▶ **Records to use**
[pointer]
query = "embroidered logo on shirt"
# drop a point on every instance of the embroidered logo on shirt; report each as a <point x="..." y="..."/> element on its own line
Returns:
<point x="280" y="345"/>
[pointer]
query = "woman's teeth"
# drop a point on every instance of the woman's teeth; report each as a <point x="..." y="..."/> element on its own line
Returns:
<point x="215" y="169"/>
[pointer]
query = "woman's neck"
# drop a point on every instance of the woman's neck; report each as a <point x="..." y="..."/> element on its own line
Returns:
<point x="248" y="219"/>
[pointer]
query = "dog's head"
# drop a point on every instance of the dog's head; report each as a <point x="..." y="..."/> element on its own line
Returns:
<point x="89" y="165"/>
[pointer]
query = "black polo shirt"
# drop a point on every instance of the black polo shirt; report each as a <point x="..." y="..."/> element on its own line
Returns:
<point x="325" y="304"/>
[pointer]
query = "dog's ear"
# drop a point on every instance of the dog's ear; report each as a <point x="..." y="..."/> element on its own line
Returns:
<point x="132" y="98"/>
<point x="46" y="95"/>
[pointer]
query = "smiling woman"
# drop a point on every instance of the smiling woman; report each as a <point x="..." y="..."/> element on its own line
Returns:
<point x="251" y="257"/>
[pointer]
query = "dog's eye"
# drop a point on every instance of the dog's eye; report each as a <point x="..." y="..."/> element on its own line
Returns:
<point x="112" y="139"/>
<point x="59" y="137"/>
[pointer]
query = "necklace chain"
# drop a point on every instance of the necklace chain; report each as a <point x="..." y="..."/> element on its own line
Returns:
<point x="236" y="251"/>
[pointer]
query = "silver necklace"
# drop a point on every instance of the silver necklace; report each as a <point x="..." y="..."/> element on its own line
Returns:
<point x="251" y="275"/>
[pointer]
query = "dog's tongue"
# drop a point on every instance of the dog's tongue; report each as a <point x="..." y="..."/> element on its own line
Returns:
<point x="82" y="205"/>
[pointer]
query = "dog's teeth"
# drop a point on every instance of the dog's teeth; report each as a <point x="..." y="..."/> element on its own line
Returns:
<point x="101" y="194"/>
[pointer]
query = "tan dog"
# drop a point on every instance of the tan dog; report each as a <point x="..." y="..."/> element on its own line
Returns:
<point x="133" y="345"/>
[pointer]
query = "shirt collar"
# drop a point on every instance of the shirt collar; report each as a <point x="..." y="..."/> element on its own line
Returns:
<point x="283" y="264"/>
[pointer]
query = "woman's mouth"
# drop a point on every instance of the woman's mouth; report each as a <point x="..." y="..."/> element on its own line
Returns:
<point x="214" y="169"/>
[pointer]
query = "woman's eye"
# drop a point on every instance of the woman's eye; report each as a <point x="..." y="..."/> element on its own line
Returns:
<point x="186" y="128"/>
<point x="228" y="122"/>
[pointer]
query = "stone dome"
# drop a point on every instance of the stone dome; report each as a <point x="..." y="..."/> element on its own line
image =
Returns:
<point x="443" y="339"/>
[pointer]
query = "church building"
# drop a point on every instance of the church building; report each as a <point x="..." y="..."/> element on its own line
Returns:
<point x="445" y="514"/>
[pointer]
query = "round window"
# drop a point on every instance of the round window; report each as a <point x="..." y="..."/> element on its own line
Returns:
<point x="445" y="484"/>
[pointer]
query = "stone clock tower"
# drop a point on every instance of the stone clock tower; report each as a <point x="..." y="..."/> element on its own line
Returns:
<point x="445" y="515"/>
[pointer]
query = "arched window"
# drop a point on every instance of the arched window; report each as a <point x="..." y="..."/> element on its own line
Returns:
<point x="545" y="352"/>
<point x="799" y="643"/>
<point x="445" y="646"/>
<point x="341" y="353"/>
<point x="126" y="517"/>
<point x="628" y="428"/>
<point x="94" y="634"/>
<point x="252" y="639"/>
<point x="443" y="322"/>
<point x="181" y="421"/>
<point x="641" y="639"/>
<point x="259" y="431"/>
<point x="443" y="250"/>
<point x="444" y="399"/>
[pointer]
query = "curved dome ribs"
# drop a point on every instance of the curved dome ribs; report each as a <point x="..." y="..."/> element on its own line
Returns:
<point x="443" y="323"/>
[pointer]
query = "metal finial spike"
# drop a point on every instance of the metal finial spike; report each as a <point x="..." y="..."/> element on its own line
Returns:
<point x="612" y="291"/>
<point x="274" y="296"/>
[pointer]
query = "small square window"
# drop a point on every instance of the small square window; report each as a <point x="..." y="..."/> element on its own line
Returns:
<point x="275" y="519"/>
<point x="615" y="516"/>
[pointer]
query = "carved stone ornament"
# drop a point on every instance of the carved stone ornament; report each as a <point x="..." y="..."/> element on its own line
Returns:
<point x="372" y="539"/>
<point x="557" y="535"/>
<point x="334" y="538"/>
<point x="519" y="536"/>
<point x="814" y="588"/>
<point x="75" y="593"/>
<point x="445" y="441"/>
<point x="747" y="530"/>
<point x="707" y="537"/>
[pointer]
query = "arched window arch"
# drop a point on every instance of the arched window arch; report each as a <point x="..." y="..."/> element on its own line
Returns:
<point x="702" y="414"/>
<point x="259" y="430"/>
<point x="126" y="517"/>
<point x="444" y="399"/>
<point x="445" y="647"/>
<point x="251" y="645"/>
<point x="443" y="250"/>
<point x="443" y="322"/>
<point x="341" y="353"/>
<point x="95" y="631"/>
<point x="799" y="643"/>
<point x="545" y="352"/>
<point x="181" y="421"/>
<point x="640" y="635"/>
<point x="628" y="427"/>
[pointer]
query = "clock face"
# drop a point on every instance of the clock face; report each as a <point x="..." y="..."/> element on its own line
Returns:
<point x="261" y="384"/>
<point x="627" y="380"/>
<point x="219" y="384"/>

▶ **Instructions to follow**
Give the entries again in full, exactly as they are written.

▶ **Full output**
[pointer]
query = "embroidered logo on shirt"
# drop a point on every instance of the embroidered logo on shirt; report each as a <point x="..." y="..."/> element on its own line
Returns:
<point x="280" y="345"/>
[pointer]
query = "woman's teeth"
# drop a point on every instance of the woman's teeth; report each as a <point x="..." y="..."/> element on its own line
Returns:
<point x="215" y="169"/>
[pointer]
query = "woman's neck"
# drop a point on every instance of the woman's neck; report each as a <point x="..." y="..."/> element on its own line
Returns:
<point x="248" y="219"/>
[pointer]
query = "dog's head"
# drop a point on every instance of the dog's head; report each as a <point x="..." y="..."/> element on its own line
Returns:
<point x="89" y="165"/>
[pointer]
query = "black polo shirt"
# drop a point on every instance of the black polo shirt; report each as a <point x="..." y="..."/> element on its own line
Returns:
<point x="325" y="304"/>
[pointer]
query = "dog's ear"
# drop a point on every instance of the dog's ear; report each as a <point x="..." y="..."/> element on its own line
Returns:
<point x="132" y="98"/>
<point x="46" y="95"/>
[pointer]
query = "smiling woman"
# drop a point on every instance of the smiling woman; report each as a <point x="..." y="..."/> element on its own line
Returns:
<point x="251" y="257"/>
[pointer]
query = "dog's eye"
# drop a point on every instance of the dog's eye; report each as a <point x="..." y="..."/> element on its own line
Returns:
<point x="112" y="139"/>
<point x="59" y="137"/>
[pointer]
query = "necklace chain"
# drop a point on every instance of the necklace chain; report each as a <point x="..." y="..."/> element on its own line
Returns:
<point x="236" y="251"/>
[pointer]
query = "silver necklace"
# drop a point on every instance of the silver necklace; report each as a <point x="..." y="..."/> element on its own line
Returns:
<point x="251" y="275"/>
[pointer]
query = "dog's tongue"
# drop a point on every instance of the dog's tongue; report each as a <point x="..." y="..."/> element on its own line
Returns:
<point x="82" y="205"/>
[pointer]
query = "dog's teeth"
# drop a point on every instance of the dog's teeth; report each as a <point x="..." y="..."/> element on its own line
Returns:
<point x="101" y="194"/>
[pointer]
query = "tan dog"
# drop a point on every instance of the tan dog; report each as a <point x="..." y="..."/> element on its own line
Returns:
<point x="133" y="345"/>
[pointer]
query = "shirt collar"
# drop a point on every instance of the shirt collar; report each as a <point x="..." y="..."/> element on its own line
Returns:
<point x="283" y="264"/>
[pointer]
query = "woman's mouth"
# drop a point on every instance of the woman's mouth; report each as a <point x="..." y="..."/> element on its own line
Returns:
<point x="214" y="169"/>
[pointer]
query = "woman's eye"
# drop a point on every instance of the woman's eye; report each as a <point x="..." y="..."/> element on its own line
Returns:
<point x="186" y="128"/>
<point x="228" y="122"/>
[pointer]
query = "stone dome"
# drop a point on every instance of the stone dome; report each as a <point x="..." y="..."/> element on its own line
image =
Returns:
<point x="443" y="339"/>
[pointer]
query = "church building"
# drop a point on every instance of the church building; report each as a <point x="..." y="..."/> element on its own line
Returns:
<point x="445" y="514"/>
[pointer]
query = "round window"
# drop a point on every instance of the round window; report each as a <point x="..." y="..."/> element on its own line
Returns:
<point x="445" y="484"/>
[pointer]
query = "stone clock tower"
# drop a point on every instance of the stone clock tower; report each as a <point x="..." y="..."/> element on its own line
Returns:
<point x="445" y="515"/>
[pointer]
query = "arched window"
# drop a point on every instance of the arched window; report each as a <point x="..." y="..."/> element on its own line
Returns:
<point x="545" y="352"/>
<point x="799" y="643"/>
<point x="445" y="646"/>
<point x="341" y="353"/>
<point x="126" y="517"/>
<point x="628" y="428"/>
<point x="94" y="634"/>
<point x="252" y="639"/>
<point x="443" y="322"/>
<point x="181" y="421"/>
<point x="641" y="639"/>
<point x="259" y="431"/>
<point x="443" y="250"/>
<point x="444" y="399"/>
[pointer]
query = "curved dome ribs"
# drop a point on every instance of the curved dome ribs; report each as a <point x="..." y="..."/> element on its own line
Returns:
<point x="443" y="323"/>
[pointer]
query = "metal finial spike"
# drop a point on every instance of the metal finial spike; report each as a <point x="..." y="..."/> element on its own line
Returns:
<point x="612" y="291"/>
<point x="274" y="296"/>
[pointer]
query = "small square window"
# drop a point on every instance of the small square window; report each as a <point x="..." y="..."/> element on its own line
Returns:
<point x="275" y="519"/>
<point x="615" y="516"/>
[pointer]
query = "carved stone ornament"
# drop a point on every instance of the carved stone ornament; report each as a <point x="..." y="..."/> element on its own line
Returns:
<point x="372" y="539"/>
<point x="557" y="535"/>
<point x="334" y="538"/>
<point x="519" y="536"/>
<point x="814" y="588"/>
<point x="75" y="593"/>
<point x="445" y="441"/>
<point x="747" y="530"/>
<point x="707" y="537"/>
[pointer]
query = "arched window arch"
# drop a point on every instance of the arched window arch; report each as a <point x="..." y="..."/> element on its own line
Returns:
<point x="702" y="414"/>
<point x="259" y="430"/>
<point x="126" y="517"/>
<point x="444" y="399"/>
<point x="445" y="647"/>
<point x="251" y="645"/>
<point x="443" y="250"/>
<point x="443" y="322"/>
<point x="341" y="353"/>
<point x="95" y="631"/>
<point x="799" y="643"/>
<point x="545" y="352"/>
<point x="181" y="421"/>
<point x="640" y="635"/>
<point x="628" y="427"/>
[pointer]
query = "clock face"
# drop a point on every instance of the clock face; report each as a <point x="..." y="..."/> element on its own line
Returns:
<point x="261" y="384"/>
<point x="627" y="380"/>
<point x="219" y="384"/>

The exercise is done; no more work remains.